É fiorito il glicine, quello bianco e caparbio, che si infila dalle fessure delle imposte sino ad entrare in camera di mio figlio. Di solito lo tagliavo, ma quest’anno lo lascio fare, perché la bellezza non mi sembra mai abbastanza.
Venerdì é passata un’ altra settimana.
Io le settimane le conto così, forse perché é di venerdì che la vita come la conoscevo ha smesso di esisistere.
L’ultimo giorno del mondo vecchio ero a Milano.
Fra un paziente e l’altro sono andata a farmi mettere lo smalto dalle ragazze cinesi vicino a corso Genova. Parlavano fitto, nella loro lingua che a me sembra
sempre il suono di un ruscello.
Il negozio era vuoto, indossavano guanti e mascherina, non ci ho fatto caso,le cose dissonanti le metto via, in qualche angolo polveroso.
Sono passati quarantatré giorni. Lo smalto si é piano piano staccato, tranne una piccola traccia, sull’anulare. Non la tolgo. Voglio ricordarmi che un pomeriggio di mille anni fa, prima dello tsunami, la vita era prevedibile, mi sentivo al sicuro, forse persino bella e avevo voluto dipingermi le unghie di rosso.
Quello é stato anche il giorno in cui ho smesso di appuntare su un’agenda un sacco di cose da fare che mi sembravano importantissime e adesso non sono più niente.
Ora scrivo solo di me, per riannodare i fili, perché io mica lo voglio scordare questo tempo immobile.
Di questa cosa del rivedere le nostre agende ne ha parlato anche il Papa.
“Devi assolutamente guardarlo perché ci benedice tutti!” ha tuonato mia madre al telefono.

------------------------------------------------

> _Scopo del compito_
Riporti fedelmente il passo del brano di esercizio che va da "É fiorito il" a "ero a Milano.".

> _Blocco dati_
------------------------------------------------

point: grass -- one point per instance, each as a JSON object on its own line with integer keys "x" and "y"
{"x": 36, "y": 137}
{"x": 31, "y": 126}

------------------------------------------------

> _Risposta attesa_
É fiorito il glicine, quello bianco e caparbio, che si infila dalle fessure delle imposte sino ad entrare in camera di mio figlio. Di solito lo tagliavo, ma quest’anno lo lascio fare, perché la bellezza non mi sembra mai abbastanza.
Venerdì é passata un’ altra settimana.
Io le settimane le conto così, forse perché é di venerdì che la vita come la conoscevo ha smesso di esisistere.
L’ultimo giorno del mondo vecchio ero a Milano.